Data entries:
++++++++
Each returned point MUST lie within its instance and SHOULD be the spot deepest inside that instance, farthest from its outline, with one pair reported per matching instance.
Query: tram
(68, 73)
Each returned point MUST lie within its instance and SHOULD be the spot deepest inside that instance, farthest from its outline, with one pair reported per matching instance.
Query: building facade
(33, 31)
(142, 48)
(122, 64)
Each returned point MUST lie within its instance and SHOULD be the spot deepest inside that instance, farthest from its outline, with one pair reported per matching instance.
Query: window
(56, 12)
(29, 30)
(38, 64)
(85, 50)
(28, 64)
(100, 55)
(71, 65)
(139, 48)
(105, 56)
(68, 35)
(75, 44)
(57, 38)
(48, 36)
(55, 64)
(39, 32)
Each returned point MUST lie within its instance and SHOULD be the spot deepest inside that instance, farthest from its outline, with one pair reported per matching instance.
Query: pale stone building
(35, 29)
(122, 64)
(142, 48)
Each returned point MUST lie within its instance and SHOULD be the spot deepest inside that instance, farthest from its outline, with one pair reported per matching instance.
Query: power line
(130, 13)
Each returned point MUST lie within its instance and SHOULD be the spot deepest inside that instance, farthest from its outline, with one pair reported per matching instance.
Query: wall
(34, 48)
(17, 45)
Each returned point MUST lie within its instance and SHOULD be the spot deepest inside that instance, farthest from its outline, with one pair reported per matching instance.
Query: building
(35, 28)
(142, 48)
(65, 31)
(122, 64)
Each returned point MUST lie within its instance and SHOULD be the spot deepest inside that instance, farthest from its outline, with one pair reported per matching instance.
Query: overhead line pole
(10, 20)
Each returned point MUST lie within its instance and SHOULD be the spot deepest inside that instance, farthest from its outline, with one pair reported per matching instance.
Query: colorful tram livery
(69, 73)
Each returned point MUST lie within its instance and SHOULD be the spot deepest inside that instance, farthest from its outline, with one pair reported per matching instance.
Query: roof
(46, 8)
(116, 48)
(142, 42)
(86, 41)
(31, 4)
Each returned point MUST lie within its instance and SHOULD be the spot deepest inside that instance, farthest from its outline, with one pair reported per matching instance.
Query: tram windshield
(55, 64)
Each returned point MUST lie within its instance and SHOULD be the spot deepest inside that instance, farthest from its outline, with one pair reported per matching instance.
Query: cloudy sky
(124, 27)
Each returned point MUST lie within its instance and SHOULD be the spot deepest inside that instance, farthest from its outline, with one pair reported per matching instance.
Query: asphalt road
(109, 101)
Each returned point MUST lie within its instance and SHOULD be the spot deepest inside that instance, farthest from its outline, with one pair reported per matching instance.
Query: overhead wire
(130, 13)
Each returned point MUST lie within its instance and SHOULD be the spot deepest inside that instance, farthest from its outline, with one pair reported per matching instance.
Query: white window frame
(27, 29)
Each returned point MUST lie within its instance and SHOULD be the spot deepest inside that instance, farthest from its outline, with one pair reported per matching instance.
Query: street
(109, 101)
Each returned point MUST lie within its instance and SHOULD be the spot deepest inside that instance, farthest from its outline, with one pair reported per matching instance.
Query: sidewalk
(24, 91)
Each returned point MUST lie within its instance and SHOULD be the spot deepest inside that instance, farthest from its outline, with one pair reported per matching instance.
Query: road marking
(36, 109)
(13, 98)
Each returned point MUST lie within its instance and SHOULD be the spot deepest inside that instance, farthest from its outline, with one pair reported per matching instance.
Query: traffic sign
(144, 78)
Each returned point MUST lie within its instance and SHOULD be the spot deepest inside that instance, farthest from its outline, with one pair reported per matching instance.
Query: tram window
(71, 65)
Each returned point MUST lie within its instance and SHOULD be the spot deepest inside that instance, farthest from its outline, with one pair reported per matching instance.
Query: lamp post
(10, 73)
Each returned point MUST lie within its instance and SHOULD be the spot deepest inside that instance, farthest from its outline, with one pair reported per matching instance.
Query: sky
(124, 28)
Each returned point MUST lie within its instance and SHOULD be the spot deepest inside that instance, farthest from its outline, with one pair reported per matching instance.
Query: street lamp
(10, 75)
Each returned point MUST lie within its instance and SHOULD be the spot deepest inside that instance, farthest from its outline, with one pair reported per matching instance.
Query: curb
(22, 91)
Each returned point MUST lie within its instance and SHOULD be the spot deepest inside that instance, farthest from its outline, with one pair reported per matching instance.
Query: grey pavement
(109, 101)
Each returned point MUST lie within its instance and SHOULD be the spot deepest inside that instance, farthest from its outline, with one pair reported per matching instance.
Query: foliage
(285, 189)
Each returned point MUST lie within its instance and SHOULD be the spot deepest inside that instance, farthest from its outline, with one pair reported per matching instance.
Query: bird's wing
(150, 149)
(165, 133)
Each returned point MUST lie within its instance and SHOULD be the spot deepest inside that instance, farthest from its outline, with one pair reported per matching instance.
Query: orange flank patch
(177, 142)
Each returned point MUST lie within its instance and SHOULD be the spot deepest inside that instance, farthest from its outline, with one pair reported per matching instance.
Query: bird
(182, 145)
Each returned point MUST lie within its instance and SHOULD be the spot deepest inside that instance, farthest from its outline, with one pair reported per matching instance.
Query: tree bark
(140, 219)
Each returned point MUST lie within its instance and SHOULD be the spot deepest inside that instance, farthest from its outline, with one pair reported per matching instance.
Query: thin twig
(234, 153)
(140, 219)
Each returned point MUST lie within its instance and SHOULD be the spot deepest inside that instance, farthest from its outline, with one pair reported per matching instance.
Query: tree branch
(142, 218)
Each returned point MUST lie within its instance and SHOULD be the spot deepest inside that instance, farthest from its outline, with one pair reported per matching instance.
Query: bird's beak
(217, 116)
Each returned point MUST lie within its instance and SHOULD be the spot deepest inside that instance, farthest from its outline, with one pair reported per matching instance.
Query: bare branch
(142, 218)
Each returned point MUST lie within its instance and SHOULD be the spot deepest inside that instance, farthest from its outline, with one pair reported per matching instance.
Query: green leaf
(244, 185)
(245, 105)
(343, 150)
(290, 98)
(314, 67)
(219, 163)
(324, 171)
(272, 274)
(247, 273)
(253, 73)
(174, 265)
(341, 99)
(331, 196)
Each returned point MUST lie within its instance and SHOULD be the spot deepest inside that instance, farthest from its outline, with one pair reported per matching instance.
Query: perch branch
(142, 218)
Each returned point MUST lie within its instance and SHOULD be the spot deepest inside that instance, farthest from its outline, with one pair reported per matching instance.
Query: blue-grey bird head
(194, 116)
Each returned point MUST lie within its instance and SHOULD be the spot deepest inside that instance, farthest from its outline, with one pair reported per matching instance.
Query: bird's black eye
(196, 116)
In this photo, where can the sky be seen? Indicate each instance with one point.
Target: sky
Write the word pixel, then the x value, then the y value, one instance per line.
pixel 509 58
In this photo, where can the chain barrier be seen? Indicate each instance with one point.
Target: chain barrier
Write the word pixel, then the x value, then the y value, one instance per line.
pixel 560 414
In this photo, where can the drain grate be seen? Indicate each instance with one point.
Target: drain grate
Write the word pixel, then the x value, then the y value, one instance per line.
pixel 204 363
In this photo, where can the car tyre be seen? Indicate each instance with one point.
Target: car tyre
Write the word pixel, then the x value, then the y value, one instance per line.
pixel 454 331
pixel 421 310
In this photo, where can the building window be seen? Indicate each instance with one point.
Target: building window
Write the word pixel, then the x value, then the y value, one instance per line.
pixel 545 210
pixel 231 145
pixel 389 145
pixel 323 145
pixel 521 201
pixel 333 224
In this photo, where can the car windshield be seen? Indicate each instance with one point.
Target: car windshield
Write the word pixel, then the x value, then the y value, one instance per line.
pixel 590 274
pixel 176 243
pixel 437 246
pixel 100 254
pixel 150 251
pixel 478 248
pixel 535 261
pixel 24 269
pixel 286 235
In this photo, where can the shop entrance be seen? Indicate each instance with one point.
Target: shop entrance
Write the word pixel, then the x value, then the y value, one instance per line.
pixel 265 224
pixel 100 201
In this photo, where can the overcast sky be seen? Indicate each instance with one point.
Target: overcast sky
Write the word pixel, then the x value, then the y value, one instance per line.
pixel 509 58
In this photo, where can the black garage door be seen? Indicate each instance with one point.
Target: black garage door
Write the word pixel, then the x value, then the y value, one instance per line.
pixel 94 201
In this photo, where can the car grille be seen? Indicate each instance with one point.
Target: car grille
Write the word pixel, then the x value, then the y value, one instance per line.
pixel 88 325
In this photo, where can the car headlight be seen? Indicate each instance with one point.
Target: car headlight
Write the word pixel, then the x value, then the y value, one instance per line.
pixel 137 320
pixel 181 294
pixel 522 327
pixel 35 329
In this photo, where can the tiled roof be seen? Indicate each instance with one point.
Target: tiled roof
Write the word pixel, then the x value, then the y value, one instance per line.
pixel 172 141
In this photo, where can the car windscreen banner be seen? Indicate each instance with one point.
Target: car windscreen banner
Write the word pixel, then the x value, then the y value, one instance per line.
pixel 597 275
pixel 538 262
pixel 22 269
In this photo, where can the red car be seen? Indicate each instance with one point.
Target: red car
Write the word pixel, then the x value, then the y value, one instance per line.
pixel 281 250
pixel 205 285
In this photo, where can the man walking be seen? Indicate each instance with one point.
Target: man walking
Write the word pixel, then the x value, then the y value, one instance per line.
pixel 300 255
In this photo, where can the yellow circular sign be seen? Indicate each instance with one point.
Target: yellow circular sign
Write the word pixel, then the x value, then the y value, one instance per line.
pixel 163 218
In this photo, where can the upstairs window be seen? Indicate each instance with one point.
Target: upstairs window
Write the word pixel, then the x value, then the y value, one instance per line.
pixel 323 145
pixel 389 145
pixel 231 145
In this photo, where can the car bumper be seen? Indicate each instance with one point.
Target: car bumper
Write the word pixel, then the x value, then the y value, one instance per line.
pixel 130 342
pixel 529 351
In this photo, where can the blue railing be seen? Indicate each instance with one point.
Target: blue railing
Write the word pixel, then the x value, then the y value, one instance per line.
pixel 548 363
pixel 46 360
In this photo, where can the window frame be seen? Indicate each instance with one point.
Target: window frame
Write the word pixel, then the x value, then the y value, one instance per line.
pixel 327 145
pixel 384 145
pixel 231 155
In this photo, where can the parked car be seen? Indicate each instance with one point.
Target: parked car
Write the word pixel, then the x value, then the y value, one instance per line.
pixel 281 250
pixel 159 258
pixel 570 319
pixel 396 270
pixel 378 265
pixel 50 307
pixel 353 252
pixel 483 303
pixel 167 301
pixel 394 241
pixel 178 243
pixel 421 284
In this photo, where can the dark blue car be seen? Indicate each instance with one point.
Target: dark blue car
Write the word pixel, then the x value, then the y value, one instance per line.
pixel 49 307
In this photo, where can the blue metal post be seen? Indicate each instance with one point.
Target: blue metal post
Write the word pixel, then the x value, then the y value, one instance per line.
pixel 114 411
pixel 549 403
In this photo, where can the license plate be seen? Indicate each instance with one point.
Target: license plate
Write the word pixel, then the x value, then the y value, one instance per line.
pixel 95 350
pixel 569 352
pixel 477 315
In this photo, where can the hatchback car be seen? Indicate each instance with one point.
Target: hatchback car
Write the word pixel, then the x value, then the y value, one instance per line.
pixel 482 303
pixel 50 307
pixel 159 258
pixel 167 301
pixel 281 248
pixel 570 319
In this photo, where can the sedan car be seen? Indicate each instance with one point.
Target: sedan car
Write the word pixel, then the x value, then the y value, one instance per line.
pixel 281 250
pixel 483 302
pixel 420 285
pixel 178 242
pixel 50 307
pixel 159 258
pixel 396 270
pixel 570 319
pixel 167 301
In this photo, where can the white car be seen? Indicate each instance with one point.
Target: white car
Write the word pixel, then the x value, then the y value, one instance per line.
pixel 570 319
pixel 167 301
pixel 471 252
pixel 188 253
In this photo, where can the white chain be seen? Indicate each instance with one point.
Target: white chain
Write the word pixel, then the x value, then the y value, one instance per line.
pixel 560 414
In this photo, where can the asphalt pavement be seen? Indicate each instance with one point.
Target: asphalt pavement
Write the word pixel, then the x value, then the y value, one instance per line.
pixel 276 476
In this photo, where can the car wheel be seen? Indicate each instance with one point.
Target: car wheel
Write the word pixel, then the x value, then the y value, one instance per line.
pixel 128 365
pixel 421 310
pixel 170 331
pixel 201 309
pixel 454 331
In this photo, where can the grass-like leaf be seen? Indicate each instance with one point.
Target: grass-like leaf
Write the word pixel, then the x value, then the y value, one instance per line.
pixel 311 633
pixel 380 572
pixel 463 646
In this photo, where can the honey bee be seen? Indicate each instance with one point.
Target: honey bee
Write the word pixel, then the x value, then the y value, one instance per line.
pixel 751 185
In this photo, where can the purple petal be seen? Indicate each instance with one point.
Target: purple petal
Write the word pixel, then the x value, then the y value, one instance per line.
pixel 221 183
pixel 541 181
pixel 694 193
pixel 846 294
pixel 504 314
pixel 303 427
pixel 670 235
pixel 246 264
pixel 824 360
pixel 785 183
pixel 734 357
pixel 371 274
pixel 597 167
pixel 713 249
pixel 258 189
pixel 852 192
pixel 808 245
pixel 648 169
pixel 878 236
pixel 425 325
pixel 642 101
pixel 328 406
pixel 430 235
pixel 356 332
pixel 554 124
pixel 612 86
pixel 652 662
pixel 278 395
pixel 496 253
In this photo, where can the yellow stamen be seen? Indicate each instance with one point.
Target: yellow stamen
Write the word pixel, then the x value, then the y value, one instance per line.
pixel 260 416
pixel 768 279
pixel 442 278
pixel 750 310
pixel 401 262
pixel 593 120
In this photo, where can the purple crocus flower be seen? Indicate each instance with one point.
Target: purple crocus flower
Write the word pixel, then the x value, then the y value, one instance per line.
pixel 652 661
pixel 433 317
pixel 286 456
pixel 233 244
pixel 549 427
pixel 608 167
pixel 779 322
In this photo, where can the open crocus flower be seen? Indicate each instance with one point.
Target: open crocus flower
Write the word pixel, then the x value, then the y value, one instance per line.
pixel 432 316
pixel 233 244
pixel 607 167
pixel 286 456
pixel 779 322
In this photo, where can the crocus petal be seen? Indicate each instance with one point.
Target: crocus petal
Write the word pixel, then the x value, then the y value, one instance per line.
++++++++
## [Work task]
Where a line of the data contains "parked", copy that line.

## [Result below]
In this photo, where can the parked car be seen? Indicate each instance with one point.
Target: parked car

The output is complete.